The data shown below should all be retyped exactly.

*** Opening of DATA EXCERPTS ***

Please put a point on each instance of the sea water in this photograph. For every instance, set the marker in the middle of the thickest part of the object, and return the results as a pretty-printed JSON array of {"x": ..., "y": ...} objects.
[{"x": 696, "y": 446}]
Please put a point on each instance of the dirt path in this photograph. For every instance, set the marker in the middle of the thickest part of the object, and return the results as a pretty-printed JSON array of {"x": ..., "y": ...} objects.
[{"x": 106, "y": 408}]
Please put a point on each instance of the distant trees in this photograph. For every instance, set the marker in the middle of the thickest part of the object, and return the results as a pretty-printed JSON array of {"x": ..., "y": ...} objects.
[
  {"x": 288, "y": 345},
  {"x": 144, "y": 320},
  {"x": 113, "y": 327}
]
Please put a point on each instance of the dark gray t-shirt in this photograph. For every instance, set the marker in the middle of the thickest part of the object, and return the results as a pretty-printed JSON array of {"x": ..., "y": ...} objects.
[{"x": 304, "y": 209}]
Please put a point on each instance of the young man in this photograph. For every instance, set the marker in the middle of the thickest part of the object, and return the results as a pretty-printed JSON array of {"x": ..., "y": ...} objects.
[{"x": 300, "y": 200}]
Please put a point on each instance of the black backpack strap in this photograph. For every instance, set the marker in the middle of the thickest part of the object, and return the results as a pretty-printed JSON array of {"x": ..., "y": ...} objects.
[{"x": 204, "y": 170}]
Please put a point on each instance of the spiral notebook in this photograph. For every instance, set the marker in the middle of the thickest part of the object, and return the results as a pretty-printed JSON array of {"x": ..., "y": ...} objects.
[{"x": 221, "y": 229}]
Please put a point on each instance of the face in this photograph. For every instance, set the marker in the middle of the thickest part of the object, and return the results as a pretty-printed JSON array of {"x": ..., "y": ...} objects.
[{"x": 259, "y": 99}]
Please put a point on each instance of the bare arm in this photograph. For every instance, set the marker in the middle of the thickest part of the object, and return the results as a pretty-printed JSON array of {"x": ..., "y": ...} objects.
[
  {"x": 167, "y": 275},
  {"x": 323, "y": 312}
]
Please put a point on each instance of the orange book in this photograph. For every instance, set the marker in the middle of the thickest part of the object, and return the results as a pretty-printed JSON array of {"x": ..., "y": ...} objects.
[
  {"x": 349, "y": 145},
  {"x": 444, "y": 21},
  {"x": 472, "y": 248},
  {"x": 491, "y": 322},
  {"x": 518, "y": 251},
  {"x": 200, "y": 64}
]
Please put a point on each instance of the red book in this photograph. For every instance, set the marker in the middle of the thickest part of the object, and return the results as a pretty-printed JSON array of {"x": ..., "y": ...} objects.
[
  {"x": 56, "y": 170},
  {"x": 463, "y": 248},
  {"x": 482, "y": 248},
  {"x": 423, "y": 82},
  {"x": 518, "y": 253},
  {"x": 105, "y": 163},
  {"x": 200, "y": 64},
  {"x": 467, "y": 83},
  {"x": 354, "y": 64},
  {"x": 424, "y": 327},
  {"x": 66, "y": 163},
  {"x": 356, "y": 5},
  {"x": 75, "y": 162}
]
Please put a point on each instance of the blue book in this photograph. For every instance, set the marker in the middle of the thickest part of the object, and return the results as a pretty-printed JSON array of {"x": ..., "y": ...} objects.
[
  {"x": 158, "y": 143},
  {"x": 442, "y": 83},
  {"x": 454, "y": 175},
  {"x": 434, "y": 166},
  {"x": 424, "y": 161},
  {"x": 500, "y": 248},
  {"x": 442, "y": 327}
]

*** Close of DATA EXCERPTS ***

» ANSWER SPACE
Please put a point on each instance of the sea water in this photograph. For every instance, set the marker in the middle of the thickest part of the object, and return the results as a pretty-printed JSON array of {"x": ..., "y": ...} objects.
[{"x": 696, "y": 446}]
Please put a point on each instance of the dirt path in this photograph. For every instance, set the marker in the middle of the thickest part of the object, and return the results as a pretty-printed JSON array of {"x": ..., "y": ...} objects.
[{"x": 106, "y": 408}]
Please put a point on each instance of the distant trees in this photograph. For every instance, set the marker in the middle of the thickest part of the object, and return the results as a pretty-printed JSON array of {"x": ..., "y": ...} objects.
[
  {"x": 288, "y": 345},
  {"x": 144, "y": 320},
  {"x": 113, "y": 327}
]
Please put a point on each instance of the dark gray t-shirt in this photograph. For every instance, set the marker in the middle of the thickest part of the object, and return the results as a pretty-printed JSON array of {"x": ..., "y": ...} objects.
[{"x": 304, "y": 209}]
Please put a point on each instance of the young man in this photograph. For every instance, set the marker in the middle of the thickest part of the object, and return the results as a pretty-printed JSON array of {"x": ..., "y": ...} objects.
[{"x": 300, "y": 200}]
Please put a point on each instance of the black backpack strap in this photograph. For every instance, set the marker in the middle of the thickest part of the object, and return the results as a pretty-printed JSON array of {"x": ..., "y": ...} objects.
[{"x": 204, "y": 170}]
Please put a point on each instance of the spiral notebook in this photograph. For every instance, set the marker in the middle of the thickest part of the object, and return the results as a pretty-printed JSON array of {"x": ..., "y": ...} objects.
[{"x": 221, "y": 229}]
Please put a point on each instance of the face in this photograph. For every instance, set the marker in the middle of the thickest part of the object, and return the results as a pretty-printed JSON array of {"x": ..., "y": ...} objects.
[{"x": 259, "y": 99}]
Please put a point on each instance of the bare arm in this photograph. For every instance, set the marker in the middle of the thickest part of the object, and return the results as a pretty-printed JSON array of {"x": ..., "y": ...} objects.
[
  {"x": 167, "y": 275},
  {"x": 323, "y": 312}
]
Please put a point on each instance of the orange book in this photograph. For every instance, set the marker in the middle of the thickest part of the object, and return the results as a pretty-printed JSON array of {"x": ..., "y": ...} objects.
[
  {"x": 349, "y": 145},
  {"x": 444, "y": 21},
  {"x": 472, "y": 248},
  {"x": 491, "y": 322},
  {"x": 518, "y": 251},
  {"x": 200, "y": 64}
]
Please put a point on each instance of the red book in this photograph. For every instance, set the marker in the middle of the thickest part of the object, and return the results as a pretty-printed JSON array of {"x": ..., "y": ...} objects.
[
  {"x": 56, "y": 170},
  {"x": 463, "y": 248},
  {"x": 482, "y": 248},
  {"x": 423, "y": 82},
  {"x": 518, "y": 253},
  {"x": 105, "y": 163},
  {"x": 200, "y": 64},
  {"x": 467, "y": 83},
  {"x": 354, "y": 64},
  {"x": 424, "y": 327},
  {"x": 66, "y": 163},
  {"x": 356, "y": 5},
  {"x": 75, "y": 162}
]
Please put a point on each instance of the blue book in this photograph. For every instance, set the marker in the middle of the thickest part of the object, and return the results as a pretty-printed JSON array of {"x": ..., "y": ...} objects.
[
  {"x": 158, "y": 143},
  {"x": 442, "y": 83},
  {"x": 454, "y": 175},
  {"x": 434, "y": 166},
  {"x": 424, "y": 161},
  {"x": 500, "y": 248},
  {"x": 442, "y": 327}
]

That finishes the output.